* **Task details**
Report only how many lines of the entries below contain the string "gray".

* **Available records**

□ □ □ □

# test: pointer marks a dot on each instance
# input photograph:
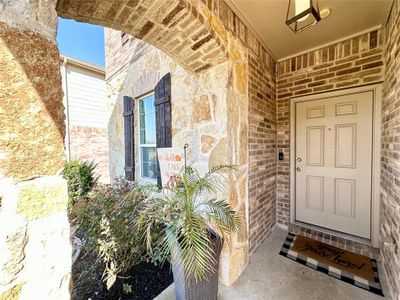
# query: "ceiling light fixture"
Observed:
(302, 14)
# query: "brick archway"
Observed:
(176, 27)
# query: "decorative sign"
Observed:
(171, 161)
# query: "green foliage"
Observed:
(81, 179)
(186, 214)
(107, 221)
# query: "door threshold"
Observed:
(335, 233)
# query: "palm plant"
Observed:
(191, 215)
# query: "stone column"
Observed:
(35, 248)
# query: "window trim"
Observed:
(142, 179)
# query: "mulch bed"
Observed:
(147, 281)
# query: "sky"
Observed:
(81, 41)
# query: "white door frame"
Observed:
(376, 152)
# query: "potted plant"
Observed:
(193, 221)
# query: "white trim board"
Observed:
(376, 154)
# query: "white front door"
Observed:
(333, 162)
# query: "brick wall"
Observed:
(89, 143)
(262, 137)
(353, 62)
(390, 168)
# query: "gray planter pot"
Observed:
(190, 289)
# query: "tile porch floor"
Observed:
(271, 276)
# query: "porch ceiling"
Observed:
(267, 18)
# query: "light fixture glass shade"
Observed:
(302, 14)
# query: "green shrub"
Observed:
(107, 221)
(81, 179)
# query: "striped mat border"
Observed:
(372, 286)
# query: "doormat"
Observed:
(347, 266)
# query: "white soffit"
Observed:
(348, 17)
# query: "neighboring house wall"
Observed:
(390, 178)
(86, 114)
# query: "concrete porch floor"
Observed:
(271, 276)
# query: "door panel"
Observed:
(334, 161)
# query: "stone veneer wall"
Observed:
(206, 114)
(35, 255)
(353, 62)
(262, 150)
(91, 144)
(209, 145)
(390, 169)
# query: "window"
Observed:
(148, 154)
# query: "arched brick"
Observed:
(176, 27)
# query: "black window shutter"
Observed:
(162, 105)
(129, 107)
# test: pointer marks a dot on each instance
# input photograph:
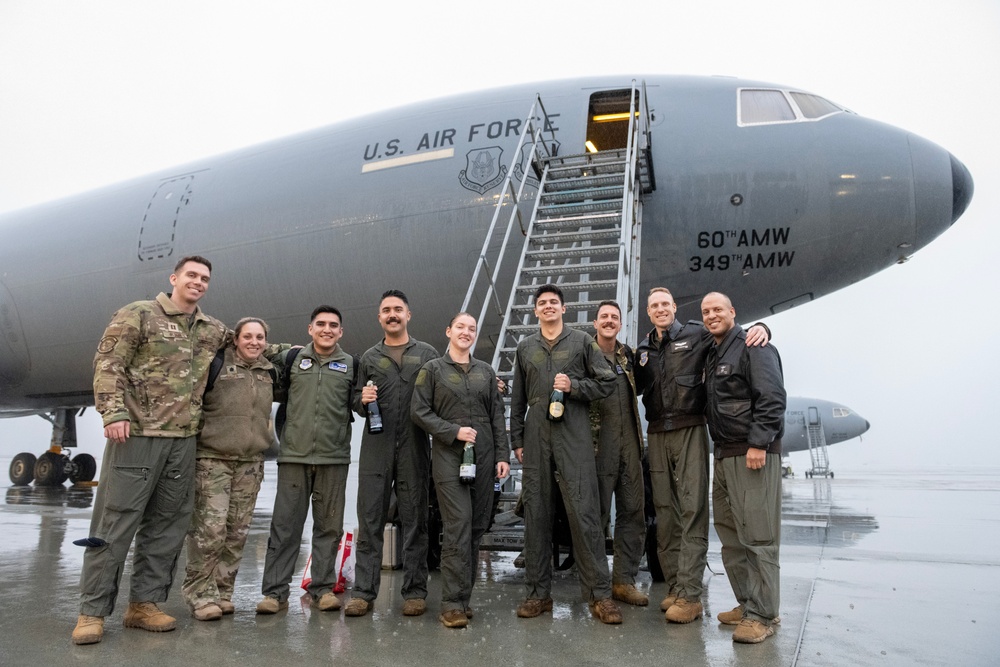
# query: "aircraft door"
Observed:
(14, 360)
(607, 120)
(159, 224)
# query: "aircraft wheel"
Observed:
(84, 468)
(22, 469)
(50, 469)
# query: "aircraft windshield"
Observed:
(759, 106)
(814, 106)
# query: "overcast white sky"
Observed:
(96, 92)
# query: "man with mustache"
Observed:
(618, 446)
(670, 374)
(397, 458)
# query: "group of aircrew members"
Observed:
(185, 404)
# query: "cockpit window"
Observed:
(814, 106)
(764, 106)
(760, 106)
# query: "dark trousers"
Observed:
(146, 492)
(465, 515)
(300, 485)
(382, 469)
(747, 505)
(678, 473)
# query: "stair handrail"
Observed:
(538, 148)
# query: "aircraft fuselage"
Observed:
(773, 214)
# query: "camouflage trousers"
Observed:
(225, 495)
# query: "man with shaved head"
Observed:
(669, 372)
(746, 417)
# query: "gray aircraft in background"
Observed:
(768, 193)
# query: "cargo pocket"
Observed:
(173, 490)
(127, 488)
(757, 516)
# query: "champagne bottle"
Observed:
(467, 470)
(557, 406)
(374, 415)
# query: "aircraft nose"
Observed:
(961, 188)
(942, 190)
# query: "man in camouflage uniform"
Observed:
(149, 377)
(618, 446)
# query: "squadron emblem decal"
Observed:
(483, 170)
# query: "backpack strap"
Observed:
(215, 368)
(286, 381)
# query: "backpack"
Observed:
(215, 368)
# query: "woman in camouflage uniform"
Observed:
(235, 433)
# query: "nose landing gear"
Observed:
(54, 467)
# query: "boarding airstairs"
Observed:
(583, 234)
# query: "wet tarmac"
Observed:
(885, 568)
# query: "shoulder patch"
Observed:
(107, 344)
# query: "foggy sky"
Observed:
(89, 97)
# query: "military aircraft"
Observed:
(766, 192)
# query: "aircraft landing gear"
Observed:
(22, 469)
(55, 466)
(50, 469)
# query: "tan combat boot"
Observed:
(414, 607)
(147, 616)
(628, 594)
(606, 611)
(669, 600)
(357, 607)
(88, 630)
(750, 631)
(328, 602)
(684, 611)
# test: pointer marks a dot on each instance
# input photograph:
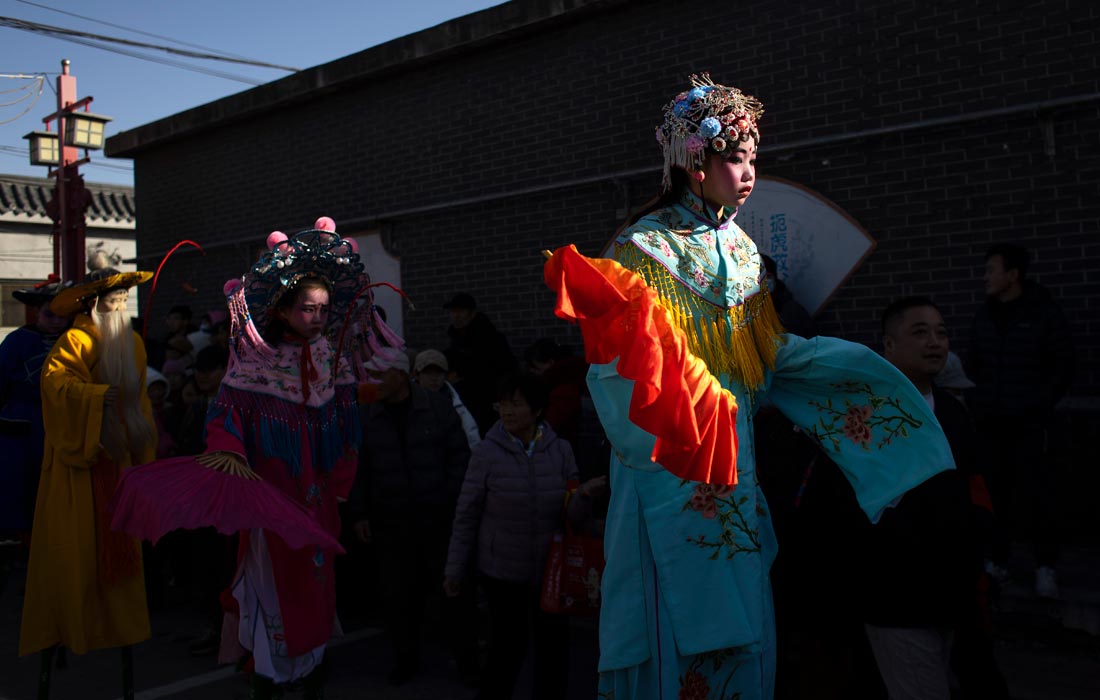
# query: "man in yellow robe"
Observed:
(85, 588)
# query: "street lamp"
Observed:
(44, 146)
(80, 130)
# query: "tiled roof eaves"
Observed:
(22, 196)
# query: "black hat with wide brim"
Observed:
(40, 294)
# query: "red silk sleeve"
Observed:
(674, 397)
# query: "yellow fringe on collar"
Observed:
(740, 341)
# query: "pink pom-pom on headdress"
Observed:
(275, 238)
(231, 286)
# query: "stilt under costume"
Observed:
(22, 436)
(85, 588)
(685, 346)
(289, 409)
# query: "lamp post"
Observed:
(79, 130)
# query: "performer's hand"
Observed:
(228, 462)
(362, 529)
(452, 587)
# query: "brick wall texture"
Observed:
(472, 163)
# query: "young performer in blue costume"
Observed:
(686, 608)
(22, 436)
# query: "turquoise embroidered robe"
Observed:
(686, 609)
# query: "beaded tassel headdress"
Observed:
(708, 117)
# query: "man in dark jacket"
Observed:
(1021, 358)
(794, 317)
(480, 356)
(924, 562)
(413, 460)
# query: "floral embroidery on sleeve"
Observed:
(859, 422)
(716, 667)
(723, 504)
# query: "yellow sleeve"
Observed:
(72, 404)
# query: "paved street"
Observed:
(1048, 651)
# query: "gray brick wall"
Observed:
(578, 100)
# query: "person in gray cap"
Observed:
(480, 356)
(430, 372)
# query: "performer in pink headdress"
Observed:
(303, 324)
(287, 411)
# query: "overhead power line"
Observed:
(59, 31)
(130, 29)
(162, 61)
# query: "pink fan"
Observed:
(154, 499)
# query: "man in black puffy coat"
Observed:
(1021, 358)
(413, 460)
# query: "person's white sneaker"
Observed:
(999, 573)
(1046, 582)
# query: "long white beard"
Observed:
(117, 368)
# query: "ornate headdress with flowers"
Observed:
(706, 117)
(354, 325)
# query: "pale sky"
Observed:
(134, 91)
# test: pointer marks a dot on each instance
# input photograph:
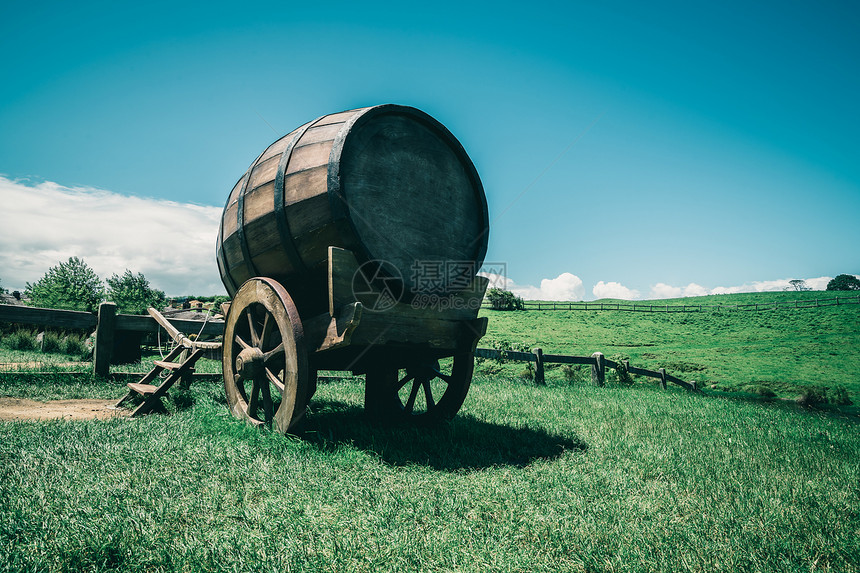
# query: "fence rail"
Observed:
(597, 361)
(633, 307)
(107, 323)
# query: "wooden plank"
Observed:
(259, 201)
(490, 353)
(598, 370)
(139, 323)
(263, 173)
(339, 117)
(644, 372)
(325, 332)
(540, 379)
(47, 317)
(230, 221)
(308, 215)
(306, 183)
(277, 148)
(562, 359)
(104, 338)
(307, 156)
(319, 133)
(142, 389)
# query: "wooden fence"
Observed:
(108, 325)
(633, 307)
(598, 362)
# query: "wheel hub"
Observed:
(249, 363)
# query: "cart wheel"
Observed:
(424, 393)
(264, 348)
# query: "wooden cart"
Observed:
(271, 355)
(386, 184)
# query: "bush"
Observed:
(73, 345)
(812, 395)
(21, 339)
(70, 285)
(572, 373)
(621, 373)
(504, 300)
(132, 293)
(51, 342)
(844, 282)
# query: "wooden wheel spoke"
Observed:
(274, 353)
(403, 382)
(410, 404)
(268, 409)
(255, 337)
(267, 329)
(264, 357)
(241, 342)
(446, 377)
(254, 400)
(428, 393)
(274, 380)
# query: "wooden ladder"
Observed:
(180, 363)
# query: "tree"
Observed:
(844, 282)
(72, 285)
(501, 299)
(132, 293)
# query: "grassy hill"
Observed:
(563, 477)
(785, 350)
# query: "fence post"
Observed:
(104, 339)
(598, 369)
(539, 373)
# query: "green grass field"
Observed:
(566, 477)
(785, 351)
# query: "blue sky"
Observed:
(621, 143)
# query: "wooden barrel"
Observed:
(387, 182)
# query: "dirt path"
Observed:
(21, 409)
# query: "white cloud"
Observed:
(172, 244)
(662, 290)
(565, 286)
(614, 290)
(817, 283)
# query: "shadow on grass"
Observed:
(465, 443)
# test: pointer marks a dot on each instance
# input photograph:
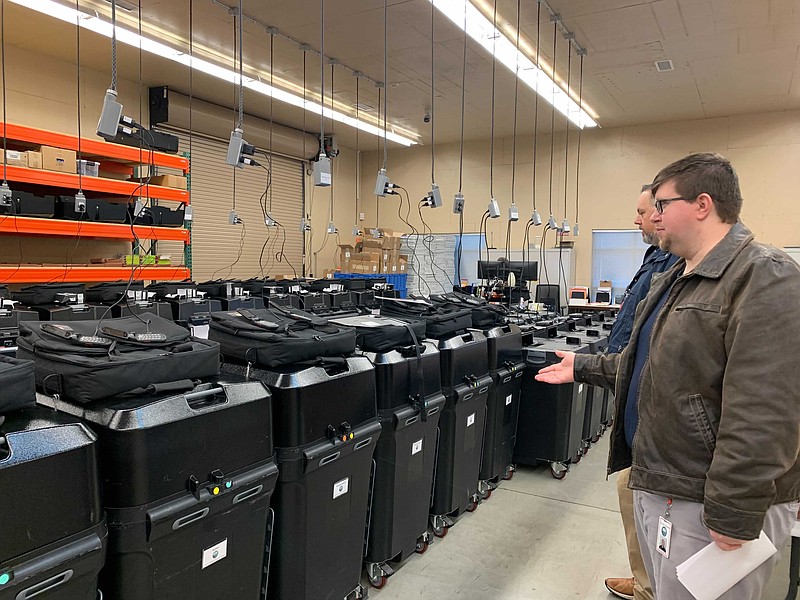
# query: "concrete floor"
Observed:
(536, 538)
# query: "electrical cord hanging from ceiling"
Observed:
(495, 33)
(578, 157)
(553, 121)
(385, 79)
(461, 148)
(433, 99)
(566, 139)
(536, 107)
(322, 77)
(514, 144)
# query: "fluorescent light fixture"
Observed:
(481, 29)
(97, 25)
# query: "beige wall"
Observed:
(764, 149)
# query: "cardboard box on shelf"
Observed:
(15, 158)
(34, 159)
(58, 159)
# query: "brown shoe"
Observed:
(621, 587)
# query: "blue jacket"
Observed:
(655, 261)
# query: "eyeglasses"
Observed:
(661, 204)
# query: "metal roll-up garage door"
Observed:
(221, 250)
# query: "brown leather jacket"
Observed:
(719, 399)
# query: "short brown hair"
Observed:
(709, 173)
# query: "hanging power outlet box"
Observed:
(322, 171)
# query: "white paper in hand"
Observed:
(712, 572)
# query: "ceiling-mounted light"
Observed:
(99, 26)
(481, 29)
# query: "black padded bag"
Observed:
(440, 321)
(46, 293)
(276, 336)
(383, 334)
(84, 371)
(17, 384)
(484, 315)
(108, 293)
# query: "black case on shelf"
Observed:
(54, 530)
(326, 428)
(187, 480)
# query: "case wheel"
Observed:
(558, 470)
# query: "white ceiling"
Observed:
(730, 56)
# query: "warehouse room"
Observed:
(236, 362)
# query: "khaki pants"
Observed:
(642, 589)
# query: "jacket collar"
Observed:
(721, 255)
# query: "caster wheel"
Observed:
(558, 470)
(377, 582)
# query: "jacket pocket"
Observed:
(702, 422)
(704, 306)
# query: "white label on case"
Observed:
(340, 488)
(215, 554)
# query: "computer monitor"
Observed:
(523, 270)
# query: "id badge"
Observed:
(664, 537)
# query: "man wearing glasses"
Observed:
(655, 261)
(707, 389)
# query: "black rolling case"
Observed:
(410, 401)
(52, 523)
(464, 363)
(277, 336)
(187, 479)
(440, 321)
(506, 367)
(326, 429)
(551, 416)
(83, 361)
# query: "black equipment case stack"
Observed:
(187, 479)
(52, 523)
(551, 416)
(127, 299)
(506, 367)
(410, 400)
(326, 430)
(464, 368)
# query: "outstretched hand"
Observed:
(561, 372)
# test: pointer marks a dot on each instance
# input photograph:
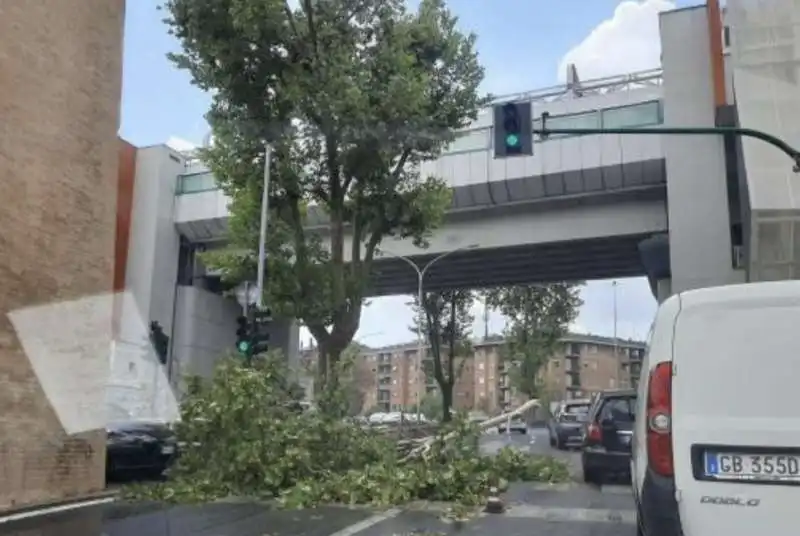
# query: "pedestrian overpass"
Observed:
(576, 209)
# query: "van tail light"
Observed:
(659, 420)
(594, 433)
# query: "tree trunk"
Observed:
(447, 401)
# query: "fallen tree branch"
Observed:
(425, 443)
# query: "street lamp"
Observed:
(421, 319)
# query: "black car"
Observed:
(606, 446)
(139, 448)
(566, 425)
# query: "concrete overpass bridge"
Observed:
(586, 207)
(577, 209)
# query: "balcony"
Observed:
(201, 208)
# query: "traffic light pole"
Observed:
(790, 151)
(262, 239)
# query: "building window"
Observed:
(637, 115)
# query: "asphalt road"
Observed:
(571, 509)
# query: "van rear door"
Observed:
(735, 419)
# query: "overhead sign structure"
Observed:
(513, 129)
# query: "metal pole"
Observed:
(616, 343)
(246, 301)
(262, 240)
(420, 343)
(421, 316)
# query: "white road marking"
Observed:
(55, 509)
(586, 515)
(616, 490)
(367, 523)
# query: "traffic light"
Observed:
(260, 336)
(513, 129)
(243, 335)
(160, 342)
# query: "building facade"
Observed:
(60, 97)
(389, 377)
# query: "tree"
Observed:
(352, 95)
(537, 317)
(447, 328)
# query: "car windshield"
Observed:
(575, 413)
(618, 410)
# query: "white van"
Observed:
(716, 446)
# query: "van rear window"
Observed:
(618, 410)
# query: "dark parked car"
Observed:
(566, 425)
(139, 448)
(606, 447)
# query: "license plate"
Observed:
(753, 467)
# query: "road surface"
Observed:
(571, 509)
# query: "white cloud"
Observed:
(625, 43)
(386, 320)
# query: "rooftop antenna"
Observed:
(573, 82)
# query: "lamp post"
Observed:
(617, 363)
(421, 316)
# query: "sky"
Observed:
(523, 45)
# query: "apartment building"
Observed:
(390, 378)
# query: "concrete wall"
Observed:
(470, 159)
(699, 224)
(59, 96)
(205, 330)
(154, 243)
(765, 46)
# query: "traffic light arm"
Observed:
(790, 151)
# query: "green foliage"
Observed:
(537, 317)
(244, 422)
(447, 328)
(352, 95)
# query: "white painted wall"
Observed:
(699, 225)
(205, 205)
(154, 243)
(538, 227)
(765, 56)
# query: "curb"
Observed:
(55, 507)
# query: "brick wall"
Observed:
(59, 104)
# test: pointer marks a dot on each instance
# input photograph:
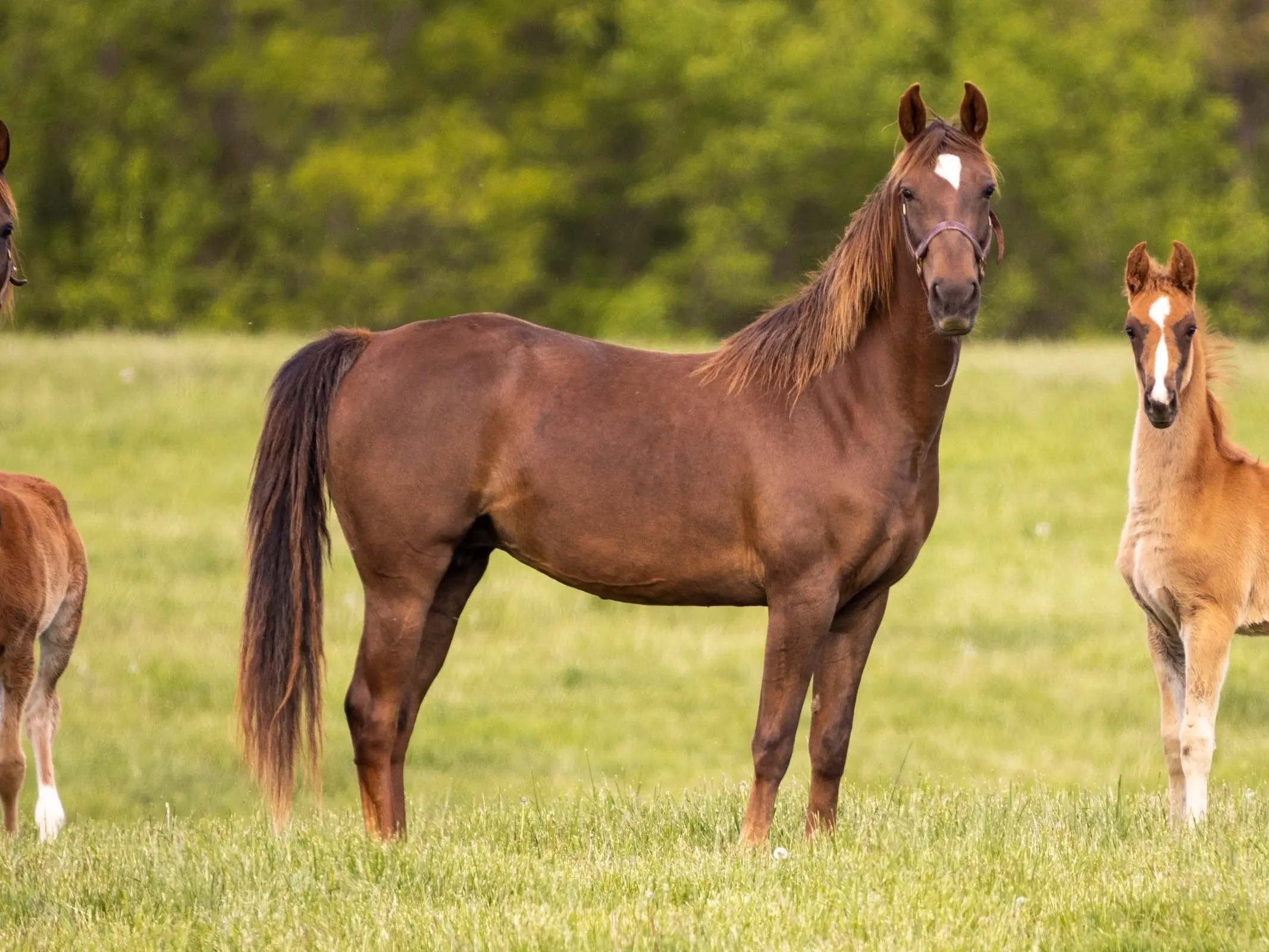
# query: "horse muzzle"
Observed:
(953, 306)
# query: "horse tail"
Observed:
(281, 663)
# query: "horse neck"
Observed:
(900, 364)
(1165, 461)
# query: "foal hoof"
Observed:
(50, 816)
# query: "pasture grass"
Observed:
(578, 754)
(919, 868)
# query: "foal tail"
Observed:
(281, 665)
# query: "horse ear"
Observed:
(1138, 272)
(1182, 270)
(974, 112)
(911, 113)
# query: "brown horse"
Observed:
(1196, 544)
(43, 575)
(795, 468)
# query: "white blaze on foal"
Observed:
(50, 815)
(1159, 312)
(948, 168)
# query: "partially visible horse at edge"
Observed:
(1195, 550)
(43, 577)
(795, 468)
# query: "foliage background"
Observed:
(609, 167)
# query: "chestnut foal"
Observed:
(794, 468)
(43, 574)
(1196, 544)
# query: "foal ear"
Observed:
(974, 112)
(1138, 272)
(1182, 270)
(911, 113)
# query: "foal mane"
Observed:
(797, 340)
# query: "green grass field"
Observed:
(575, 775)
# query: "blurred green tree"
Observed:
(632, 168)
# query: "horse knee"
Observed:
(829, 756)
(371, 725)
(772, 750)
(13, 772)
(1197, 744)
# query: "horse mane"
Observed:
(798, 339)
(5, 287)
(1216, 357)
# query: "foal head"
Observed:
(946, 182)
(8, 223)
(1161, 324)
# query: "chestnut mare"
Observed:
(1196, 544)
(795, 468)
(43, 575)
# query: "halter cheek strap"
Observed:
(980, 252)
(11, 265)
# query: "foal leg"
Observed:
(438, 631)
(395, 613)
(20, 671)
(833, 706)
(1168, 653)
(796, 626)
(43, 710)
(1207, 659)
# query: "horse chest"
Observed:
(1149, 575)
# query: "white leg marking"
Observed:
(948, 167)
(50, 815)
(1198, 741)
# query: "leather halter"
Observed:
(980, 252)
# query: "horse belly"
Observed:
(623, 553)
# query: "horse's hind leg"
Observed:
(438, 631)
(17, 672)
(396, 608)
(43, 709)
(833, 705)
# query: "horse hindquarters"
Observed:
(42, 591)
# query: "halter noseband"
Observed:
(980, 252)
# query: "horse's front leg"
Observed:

□ □ □ □

* **Written answer**
4